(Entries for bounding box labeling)
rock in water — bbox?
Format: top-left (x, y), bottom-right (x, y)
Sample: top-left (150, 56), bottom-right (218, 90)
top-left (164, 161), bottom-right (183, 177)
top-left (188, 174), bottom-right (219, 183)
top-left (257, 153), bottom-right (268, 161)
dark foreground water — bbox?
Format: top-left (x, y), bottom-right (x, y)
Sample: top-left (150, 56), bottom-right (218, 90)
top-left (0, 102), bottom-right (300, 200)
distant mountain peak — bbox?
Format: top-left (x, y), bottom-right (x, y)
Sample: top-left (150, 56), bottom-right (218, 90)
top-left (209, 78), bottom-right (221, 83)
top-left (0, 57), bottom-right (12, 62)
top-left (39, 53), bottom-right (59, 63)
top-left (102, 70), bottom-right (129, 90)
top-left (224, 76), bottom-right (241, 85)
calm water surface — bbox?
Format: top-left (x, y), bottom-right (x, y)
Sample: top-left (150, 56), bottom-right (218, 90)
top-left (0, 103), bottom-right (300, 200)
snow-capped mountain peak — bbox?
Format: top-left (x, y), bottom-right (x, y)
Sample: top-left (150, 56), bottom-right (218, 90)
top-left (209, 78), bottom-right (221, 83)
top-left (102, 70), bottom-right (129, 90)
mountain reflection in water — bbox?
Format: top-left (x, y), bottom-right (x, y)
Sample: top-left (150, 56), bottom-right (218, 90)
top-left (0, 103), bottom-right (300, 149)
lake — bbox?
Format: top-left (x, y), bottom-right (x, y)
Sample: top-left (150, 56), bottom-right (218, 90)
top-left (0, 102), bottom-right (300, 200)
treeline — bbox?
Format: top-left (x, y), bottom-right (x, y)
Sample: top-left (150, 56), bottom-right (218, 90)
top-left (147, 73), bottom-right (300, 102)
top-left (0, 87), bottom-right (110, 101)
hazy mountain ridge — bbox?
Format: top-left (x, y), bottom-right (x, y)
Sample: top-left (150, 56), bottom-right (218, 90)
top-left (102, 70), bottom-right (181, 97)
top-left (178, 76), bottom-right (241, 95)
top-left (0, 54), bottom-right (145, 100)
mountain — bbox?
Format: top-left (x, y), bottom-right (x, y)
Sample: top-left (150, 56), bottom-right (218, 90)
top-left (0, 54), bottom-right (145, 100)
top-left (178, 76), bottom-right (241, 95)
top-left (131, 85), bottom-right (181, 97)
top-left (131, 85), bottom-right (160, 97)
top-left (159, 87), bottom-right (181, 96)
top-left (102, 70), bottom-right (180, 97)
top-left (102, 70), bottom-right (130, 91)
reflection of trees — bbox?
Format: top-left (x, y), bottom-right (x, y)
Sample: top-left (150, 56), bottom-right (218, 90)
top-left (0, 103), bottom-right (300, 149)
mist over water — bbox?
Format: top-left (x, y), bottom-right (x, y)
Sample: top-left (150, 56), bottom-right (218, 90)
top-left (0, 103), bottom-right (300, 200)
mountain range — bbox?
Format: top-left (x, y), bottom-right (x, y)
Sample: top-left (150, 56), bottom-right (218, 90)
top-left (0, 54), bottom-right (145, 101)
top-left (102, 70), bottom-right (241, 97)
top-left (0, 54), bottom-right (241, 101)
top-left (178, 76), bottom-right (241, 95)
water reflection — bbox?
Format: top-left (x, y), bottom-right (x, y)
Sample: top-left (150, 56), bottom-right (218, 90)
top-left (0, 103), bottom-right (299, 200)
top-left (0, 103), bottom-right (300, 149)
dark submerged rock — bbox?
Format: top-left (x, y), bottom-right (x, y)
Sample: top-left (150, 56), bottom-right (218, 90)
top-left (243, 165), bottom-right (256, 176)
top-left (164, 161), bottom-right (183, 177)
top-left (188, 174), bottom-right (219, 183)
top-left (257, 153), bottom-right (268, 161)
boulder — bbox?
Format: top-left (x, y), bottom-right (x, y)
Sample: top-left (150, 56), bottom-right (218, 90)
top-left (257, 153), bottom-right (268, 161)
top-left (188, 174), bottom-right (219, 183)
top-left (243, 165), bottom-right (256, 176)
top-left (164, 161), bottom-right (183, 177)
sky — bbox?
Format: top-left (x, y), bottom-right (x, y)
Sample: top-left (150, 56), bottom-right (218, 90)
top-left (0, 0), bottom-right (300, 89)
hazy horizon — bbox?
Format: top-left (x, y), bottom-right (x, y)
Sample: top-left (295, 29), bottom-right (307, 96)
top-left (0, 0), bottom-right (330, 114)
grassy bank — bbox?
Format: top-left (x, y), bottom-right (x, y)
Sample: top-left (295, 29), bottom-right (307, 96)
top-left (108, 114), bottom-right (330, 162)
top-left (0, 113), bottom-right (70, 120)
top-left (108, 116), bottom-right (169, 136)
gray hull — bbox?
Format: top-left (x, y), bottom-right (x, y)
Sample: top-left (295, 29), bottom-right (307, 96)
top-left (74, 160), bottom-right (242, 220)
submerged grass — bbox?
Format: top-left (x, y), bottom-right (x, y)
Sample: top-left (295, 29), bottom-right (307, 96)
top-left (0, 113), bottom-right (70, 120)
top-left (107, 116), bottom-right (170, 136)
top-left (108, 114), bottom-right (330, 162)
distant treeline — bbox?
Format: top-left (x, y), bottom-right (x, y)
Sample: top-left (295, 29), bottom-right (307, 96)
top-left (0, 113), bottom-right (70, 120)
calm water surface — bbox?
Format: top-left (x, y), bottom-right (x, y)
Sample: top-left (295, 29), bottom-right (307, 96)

● Stated task
Tally the lines in the items above that contain the word "submerged" and give only the number.

● Answer in full
2